太夫さんの姿が見られないのは残念。。。ということで、静かな境内で末廣屋・葵太夫の撮影をさせていただきました。

まずは太夫道中。
悟りの窓で有名な源光庵から約一時間かけてゆっくりゆっくりと吉野門を抜け、本堂までの道中です。通常でしたら境内には人があふれ、前に前にとせり出して、美しく正面からの撮影は非常に難しい。貴重な一枚です。

本来の道中は本堂までですが、特別バージョンで住職おすすめの灯籠にて撮影。有名な写真家さんたちも鬼子母神堂に向かって、よく撮影するそうです。そこで本物の島原太夫をモデルに撮影というのは、なかなかない贅沢な経験でした。

この日は午前中は雨。葵太夫は晴れ女なので、撮影のころは晴れるだろうなと思っていましたが、浄化の雨がやむだけでなく、桜の咲く時期に撮影できました。

次は書院にて「かしの式」。
太夫がお客様と対面するときに必ず最初に行う「顔見せ」の儀式です。

他の舞ではなかなか見ることのない打掛を美しく魅せる所作がみどころのひとつです。

次は太夫だけが舞う「いにしえ」。

禿による舞「絵日傘」も披露。

最後は筑前琵琶の演奏。
オンラインお座敷配信もはじまったので、おうちで島原太夫の世界を満喫してみてください。

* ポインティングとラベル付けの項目
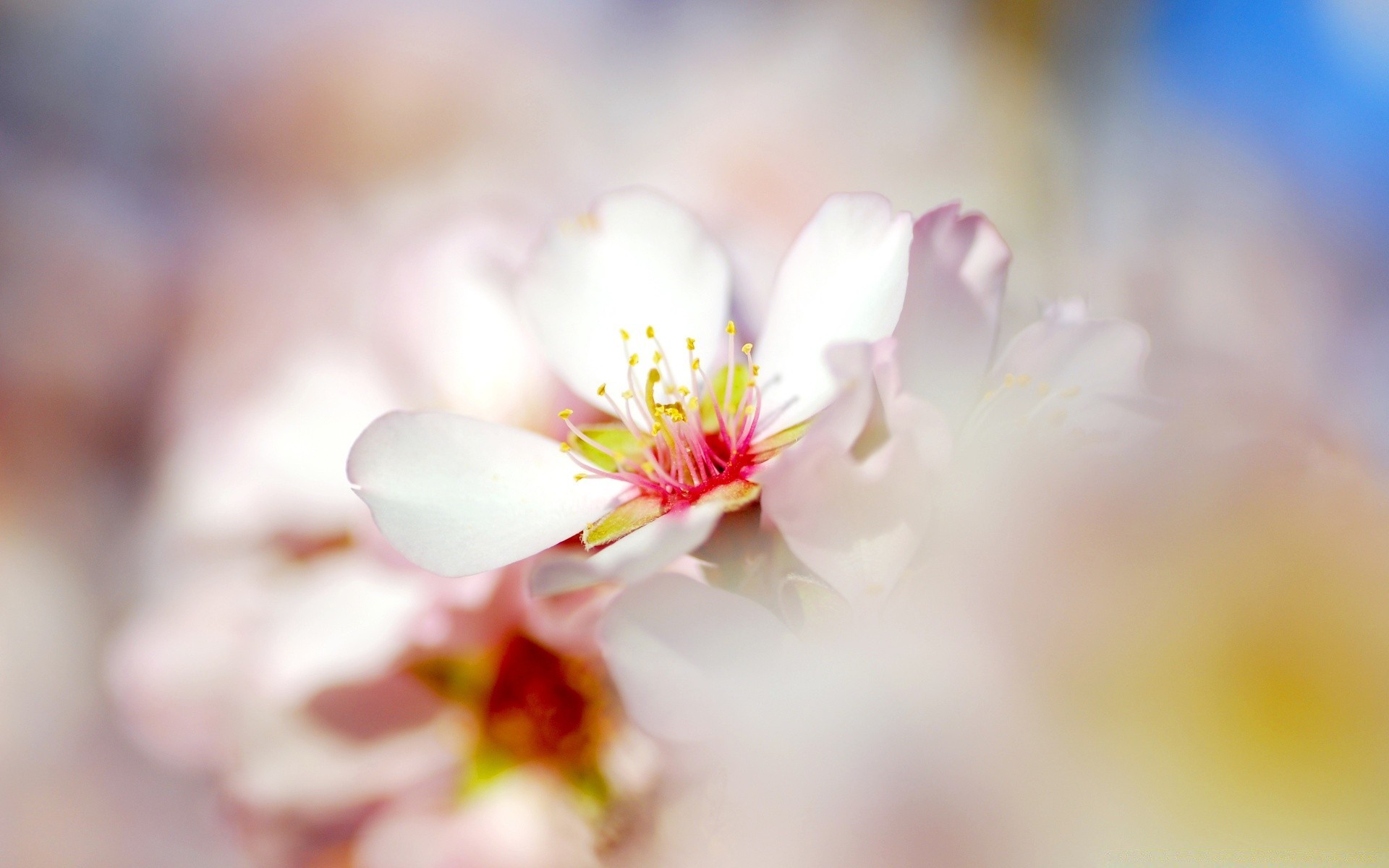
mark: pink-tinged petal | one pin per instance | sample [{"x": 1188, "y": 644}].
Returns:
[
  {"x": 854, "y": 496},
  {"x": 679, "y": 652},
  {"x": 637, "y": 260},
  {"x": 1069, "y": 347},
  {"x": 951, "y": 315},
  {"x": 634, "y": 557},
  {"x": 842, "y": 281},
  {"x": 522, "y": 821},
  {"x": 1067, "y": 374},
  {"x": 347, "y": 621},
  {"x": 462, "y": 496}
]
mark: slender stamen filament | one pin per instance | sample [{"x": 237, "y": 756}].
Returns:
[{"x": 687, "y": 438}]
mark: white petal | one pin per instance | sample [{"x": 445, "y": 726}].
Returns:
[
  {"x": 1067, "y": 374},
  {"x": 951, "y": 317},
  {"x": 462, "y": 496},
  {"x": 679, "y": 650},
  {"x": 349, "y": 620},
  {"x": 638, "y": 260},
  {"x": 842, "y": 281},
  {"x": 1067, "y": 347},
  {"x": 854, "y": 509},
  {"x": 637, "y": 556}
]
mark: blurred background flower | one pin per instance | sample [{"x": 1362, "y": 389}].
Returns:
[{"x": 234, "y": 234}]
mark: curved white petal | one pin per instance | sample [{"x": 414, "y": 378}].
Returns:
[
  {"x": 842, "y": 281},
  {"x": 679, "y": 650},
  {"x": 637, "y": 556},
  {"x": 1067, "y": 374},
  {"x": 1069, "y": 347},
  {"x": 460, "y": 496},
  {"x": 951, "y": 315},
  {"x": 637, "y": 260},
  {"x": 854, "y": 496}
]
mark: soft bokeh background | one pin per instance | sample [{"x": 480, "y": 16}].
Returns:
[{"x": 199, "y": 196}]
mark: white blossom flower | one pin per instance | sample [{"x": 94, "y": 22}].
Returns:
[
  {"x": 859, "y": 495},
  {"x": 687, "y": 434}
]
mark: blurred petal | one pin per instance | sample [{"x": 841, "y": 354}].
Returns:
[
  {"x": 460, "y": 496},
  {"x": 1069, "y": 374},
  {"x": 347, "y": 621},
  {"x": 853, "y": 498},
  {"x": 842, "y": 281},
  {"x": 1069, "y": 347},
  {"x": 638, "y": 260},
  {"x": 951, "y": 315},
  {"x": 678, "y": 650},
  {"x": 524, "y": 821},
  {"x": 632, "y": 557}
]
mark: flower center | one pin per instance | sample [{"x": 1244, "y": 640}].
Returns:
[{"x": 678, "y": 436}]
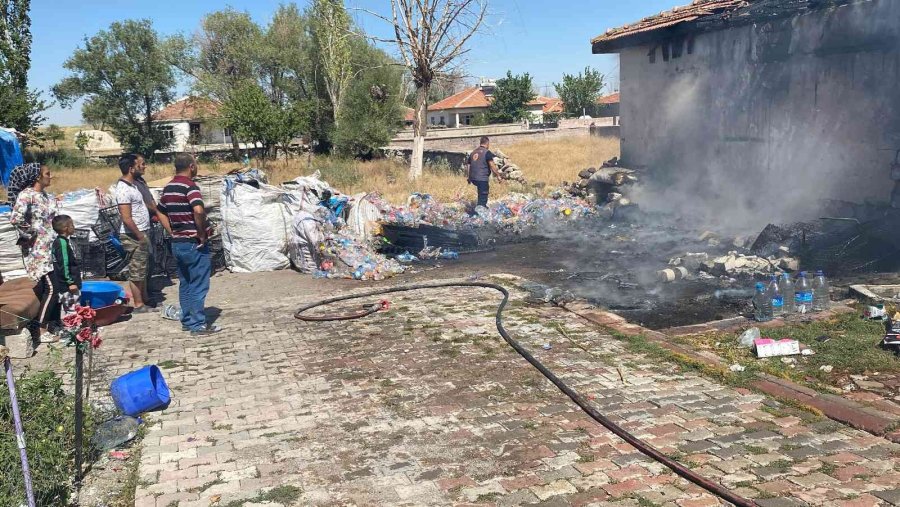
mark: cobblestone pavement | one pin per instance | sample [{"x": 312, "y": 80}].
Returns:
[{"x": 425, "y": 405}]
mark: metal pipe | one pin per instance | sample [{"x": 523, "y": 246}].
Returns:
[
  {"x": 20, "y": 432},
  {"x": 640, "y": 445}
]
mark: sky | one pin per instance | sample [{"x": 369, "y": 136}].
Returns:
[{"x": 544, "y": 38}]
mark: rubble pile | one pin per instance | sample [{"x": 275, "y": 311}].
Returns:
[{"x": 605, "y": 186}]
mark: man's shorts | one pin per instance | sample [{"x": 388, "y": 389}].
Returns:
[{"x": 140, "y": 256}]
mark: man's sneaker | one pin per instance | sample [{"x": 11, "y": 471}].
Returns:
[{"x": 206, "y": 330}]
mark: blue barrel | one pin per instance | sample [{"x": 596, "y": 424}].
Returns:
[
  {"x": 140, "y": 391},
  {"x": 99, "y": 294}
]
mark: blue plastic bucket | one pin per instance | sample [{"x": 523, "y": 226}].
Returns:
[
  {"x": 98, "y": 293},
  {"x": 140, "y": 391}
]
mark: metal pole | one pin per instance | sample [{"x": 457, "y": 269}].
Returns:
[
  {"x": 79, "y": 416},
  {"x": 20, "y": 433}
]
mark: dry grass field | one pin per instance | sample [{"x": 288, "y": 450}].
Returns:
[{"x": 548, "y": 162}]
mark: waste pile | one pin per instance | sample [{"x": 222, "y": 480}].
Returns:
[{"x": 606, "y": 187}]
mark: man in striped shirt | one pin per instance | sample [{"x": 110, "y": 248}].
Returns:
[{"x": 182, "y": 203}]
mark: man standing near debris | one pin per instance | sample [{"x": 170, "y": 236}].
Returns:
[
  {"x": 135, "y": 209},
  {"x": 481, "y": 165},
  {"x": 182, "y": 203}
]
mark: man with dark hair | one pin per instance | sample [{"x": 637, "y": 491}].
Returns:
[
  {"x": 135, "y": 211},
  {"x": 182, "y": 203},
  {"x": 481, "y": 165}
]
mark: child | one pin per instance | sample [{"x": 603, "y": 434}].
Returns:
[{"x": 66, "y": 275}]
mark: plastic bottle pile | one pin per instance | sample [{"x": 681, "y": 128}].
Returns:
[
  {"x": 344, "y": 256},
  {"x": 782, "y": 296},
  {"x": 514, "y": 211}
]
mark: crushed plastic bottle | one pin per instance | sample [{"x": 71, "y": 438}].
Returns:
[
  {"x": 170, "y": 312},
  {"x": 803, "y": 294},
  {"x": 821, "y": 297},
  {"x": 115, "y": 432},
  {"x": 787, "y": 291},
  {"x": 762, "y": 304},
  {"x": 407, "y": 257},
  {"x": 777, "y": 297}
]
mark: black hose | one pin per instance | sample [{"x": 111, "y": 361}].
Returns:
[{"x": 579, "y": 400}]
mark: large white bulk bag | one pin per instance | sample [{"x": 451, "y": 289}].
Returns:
* * *
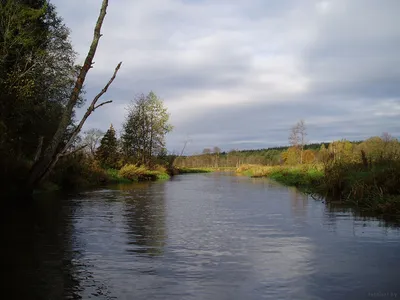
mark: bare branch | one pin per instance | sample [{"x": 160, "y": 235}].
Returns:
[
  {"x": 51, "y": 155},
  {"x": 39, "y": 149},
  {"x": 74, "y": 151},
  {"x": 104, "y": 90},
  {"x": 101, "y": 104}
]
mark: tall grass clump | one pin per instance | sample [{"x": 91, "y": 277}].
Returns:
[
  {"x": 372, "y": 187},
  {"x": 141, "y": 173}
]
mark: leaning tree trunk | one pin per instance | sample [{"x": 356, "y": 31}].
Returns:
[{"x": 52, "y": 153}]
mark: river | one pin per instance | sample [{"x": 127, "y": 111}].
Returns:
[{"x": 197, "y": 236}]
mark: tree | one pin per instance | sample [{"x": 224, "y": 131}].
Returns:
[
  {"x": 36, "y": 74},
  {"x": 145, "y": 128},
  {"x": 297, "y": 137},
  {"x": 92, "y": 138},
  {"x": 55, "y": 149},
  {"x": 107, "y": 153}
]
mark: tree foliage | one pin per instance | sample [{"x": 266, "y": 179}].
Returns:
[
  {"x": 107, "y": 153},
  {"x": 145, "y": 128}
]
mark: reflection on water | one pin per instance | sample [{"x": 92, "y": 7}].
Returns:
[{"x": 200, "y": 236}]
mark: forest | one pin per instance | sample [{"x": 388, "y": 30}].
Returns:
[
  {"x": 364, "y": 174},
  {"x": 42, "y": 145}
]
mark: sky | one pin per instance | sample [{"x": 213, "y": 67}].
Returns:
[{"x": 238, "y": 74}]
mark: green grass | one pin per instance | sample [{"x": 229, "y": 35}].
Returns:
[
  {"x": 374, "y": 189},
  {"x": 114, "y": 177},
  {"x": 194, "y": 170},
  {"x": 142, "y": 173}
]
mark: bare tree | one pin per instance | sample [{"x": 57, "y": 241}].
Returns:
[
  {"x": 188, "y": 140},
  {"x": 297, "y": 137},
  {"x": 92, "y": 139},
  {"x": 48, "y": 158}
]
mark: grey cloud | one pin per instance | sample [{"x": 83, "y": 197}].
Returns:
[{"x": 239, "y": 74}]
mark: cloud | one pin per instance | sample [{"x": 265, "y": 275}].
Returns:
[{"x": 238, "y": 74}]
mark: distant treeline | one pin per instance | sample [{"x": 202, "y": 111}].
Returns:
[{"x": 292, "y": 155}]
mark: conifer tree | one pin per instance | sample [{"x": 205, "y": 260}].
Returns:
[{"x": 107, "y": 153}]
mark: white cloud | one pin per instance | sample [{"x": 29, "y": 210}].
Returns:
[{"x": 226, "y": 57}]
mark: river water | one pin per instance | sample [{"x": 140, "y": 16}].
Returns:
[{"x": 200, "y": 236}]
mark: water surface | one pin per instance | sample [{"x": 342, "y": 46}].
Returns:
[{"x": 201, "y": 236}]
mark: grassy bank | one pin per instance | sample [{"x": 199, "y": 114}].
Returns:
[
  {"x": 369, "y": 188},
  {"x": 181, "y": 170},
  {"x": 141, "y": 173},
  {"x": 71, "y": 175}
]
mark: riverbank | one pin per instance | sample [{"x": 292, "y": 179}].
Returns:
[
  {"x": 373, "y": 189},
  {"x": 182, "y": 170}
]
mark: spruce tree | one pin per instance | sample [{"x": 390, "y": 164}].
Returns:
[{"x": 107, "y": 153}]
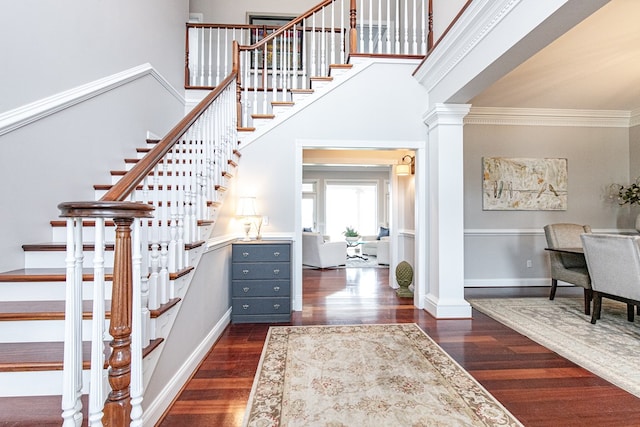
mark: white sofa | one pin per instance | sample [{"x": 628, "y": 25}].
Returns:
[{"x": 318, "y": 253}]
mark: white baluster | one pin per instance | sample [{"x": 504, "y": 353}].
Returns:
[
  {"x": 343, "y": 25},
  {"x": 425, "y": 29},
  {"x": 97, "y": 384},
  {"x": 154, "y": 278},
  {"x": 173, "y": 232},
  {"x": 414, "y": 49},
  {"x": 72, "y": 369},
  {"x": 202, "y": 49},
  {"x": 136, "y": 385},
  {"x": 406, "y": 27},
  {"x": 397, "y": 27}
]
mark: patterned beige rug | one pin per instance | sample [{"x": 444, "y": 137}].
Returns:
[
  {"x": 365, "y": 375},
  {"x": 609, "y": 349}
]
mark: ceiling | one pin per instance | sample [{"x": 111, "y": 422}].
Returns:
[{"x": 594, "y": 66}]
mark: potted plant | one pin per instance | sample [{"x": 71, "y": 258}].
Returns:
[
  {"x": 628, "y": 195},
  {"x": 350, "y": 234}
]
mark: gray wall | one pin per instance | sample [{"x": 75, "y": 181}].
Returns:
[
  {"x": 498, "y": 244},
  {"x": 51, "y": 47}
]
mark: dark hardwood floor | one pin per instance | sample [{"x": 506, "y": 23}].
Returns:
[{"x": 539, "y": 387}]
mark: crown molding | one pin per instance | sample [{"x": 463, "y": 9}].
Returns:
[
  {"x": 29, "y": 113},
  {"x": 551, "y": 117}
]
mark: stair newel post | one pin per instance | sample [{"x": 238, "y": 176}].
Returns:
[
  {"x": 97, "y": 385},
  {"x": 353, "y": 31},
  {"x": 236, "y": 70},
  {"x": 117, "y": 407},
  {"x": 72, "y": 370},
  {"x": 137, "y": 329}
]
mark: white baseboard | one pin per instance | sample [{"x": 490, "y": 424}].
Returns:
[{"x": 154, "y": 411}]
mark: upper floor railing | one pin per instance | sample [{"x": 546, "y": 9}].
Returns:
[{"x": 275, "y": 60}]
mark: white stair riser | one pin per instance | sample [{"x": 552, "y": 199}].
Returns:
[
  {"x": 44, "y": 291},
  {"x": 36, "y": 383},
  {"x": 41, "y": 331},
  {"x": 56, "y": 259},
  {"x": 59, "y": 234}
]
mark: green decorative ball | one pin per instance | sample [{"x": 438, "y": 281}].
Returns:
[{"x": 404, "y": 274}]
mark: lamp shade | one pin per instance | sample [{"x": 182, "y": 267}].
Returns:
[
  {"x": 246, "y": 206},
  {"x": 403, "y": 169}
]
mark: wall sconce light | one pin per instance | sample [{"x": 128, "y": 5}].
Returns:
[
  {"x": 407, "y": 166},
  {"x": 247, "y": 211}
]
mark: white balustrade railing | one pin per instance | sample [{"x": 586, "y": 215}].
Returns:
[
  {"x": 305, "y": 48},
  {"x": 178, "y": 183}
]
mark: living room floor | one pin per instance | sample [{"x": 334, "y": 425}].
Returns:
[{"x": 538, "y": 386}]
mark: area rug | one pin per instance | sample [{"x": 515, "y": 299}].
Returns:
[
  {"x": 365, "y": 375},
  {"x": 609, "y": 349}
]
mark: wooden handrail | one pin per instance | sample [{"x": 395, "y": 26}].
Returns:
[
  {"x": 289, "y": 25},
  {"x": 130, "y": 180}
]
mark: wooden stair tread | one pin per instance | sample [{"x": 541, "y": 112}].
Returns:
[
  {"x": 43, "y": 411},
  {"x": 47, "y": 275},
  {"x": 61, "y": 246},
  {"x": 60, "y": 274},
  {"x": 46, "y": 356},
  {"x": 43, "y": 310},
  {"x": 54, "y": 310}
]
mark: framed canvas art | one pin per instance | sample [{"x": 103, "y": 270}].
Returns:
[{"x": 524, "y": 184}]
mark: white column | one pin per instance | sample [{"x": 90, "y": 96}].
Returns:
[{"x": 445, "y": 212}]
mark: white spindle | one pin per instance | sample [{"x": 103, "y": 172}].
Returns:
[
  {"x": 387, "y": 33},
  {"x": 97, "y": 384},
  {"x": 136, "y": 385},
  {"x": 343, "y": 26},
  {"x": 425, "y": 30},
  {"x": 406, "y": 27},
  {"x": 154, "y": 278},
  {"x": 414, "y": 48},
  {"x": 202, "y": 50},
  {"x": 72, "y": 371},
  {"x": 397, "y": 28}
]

* 課題一覧
1. 島原太夫の撮影に関する文章によれば、「かしの式」はどこで行われましたか。
2. 島原太夫の撮影に関する文章のうち、「この日は午前中は雨。葵太夫は」から「最後は筑前琵琶の演奏。」までを、両端を含めてそのまま書き写してください。
これらの資料は別の出典から取られたものです。

* 演習結果
1. 書院です。

2.
この日は午前中は雨。葵太夫は晴れ女なので、撮影のころは晴れるだろうなと思っていましたが、浄化の雨がやむだけでなく、桜の咲く時期に撮影できました。

次は書院にて「かしの式」。
太夫がお客様と対面するときに必ず最初に行う「顔見せ」の儀式です。

他の舞ではなかなか見ることのない打掛を美しく魅せる所作がみどころのひとつです。

次は太夫だけが舞う「いにしえ」。

禿による舞「絵日傘」も披露。

最後は筑前琵琶の演奏。